Where in the listing does the word "shirt" appear? Report each line that holds it.

★ ★ ★ ★ ★ ★ ★

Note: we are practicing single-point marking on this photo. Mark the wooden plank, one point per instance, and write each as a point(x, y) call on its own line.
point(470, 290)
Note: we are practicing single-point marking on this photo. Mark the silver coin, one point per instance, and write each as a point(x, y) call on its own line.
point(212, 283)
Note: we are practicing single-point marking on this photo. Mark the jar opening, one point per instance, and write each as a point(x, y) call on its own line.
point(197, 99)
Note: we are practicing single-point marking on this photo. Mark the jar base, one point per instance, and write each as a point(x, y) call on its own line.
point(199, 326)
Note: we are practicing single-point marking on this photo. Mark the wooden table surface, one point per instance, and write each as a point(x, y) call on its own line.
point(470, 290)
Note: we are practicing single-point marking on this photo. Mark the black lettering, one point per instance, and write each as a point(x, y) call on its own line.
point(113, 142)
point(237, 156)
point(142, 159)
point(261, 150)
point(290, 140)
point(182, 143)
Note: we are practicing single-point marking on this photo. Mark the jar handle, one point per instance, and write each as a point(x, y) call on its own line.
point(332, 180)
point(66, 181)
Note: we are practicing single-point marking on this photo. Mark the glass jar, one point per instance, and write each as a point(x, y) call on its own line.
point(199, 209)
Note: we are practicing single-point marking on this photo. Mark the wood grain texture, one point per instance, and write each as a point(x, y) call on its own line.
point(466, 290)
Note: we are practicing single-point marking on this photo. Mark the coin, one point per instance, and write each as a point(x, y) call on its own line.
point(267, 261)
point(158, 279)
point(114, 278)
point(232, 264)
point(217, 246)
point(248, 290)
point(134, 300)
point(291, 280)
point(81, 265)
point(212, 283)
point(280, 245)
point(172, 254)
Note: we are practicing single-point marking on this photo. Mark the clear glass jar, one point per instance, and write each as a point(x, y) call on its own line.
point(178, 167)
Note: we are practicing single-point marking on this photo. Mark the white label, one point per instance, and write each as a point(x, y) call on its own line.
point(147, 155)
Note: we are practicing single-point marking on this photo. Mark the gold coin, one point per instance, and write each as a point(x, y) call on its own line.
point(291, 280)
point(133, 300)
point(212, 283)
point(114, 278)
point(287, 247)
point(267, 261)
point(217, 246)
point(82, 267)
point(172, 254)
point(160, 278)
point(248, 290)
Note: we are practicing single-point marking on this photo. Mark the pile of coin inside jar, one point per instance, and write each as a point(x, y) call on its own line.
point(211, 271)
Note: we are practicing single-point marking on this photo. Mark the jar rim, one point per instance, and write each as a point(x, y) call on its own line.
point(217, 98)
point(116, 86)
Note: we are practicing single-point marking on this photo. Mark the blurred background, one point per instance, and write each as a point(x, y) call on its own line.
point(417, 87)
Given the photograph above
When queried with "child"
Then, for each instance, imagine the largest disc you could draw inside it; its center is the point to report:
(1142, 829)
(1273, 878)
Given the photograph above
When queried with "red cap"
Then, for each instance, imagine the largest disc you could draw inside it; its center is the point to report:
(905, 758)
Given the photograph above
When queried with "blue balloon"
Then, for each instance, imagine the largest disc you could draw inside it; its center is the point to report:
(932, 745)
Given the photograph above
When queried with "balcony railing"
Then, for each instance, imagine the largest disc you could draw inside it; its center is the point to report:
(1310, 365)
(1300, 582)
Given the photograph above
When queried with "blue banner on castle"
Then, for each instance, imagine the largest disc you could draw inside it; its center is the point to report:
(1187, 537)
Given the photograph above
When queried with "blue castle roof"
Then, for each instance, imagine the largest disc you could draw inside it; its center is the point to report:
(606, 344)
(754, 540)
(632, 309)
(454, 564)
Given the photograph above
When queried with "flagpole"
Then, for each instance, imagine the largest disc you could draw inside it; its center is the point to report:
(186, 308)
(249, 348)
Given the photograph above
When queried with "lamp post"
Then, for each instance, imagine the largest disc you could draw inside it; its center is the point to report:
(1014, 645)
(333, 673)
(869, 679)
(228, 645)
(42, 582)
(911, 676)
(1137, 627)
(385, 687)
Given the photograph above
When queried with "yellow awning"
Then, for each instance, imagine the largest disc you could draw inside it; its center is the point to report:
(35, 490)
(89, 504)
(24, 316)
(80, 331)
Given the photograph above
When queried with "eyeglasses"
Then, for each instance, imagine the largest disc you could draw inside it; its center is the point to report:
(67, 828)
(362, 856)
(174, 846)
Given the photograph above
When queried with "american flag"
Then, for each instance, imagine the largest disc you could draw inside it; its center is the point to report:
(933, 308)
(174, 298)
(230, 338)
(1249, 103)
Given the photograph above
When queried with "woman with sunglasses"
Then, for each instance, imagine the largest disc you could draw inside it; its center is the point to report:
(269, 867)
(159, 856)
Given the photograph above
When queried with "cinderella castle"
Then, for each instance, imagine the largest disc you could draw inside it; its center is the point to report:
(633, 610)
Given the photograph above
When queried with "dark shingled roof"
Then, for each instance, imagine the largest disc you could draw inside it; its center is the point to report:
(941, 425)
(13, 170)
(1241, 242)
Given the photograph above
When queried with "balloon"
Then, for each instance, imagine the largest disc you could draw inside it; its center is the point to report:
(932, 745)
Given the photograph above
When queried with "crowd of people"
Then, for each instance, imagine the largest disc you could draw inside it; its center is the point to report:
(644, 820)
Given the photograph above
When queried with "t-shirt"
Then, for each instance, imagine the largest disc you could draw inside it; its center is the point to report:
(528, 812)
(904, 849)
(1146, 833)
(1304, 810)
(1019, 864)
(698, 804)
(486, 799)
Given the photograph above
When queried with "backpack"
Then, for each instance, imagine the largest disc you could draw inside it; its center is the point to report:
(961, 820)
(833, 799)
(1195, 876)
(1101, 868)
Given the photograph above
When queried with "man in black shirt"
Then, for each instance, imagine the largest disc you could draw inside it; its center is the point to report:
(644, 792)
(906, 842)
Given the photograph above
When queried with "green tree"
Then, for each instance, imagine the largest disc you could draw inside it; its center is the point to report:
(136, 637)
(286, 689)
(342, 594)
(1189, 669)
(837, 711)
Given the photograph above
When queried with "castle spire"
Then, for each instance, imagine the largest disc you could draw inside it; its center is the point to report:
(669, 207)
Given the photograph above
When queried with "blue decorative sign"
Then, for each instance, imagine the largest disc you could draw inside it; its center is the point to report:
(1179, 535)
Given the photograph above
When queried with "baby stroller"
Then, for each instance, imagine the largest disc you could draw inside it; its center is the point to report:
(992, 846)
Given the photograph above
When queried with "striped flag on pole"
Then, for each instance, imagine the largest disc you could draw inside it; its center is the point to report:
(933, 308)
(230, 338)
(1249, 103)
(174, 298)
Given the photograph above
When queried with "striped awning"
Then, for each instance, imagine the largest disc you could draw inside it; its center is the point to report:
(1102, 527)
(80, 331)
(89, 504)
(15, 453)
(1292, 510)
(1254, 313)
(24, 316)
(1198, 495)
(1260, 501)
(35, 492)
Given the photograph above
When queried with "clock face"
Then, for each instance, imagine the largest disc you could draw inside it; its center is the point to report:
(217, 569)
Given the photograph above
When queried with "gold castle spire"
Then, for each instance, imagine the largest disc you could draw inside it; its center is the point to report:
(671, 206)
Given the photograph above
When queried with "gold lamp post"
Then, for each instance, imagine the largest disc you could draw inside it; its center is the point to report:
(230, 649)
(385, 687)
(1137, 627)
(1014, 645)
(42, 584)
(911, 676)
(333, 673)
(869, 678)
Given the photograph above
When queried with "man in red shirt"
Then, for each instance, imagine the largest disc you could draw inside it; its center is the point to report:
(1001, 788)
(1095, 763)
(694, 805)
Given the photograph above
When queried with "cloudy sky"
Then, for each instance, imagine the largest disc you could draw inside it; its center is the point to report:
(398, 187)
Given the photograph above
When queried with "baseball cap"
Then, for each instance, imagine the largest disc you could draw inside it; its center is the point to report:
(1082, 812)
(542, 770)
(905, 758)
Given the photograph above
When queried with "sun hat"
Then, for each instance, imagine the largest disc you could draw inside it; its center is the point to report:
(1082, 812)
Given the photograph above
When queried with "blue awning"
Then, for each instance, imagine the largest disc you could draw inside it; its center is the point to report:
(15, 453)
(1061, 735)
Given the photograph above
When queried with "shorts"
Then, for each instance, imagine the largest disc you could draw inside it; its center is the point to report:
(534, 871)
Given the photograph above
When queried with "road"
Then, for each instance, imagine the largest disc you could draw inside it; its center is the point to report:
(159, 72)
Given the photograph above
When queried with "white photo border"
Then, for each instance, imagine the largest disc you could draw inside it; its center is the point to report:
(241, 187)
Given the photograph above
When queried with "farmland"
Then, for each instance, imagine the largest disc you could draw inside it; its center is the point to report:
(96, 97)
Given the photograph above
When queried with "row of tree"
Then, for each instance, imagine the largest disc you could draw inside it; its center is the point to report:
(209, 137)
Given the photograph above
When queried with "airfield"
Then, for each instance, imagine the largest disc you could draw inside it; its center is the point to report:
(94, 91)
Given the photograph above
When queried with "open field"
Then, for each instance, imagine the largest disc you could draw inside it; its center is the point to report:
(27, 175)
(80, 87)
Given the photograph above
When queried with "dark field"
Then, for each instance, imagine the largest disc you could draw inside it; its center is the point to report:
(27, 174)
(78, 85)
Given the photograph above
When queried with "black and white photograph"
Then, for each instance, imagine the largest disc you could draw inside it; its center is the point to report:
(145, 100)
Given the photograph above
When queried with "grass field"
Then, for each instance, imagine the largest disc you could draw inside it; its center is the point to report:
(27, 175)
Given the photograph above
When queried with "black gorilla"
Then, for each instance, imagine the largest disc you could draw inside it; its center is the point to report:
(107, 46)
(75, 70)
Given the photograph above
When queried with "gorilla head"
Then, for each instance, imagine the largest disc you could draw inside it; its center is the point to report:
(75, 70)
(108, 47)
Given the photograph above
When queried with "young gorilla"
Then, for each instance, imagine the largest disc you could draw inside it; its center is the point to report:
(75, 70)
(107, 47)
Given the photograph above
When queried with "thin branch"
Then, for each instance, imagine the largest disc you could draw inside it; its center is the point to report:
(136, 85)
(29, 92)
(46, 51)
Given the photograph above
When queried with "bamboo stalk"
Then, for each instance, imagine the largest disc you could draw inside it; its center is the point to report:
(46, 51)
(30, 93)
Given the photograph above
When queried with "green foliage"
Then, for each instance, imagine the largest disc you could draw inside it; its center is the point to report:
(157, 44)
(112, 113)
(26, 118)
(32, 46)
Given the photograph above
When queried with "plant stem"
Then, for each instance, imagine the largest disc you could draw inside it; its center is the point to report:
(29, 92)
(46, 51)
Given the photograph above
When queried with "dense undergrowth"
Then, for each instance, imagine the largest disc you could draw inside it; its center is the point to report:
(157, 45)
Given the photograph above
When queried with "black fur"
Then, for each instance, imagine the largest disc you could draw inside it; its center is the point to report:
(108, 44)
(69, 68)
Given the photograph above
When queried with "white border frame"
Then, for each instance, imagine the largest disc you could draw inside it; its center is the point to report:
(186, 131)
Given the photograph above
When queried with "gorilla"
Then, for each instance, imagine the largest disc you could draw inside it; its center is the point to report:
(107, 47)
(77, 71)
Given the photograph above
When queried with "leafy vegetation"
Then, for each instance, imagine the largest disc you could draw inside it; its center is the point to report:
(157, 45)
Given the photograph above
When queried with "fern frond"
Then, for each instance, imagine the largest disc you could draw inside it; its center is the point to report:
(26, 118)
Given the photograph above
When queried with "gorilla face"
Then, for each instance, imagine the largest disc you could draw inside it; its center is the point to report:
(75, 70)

★ ★ ★ ★ ★ ★ ★

### Task result
When queried with "t-shirt"
When queried with "man in black shirt"
When queried with "man in red shirt"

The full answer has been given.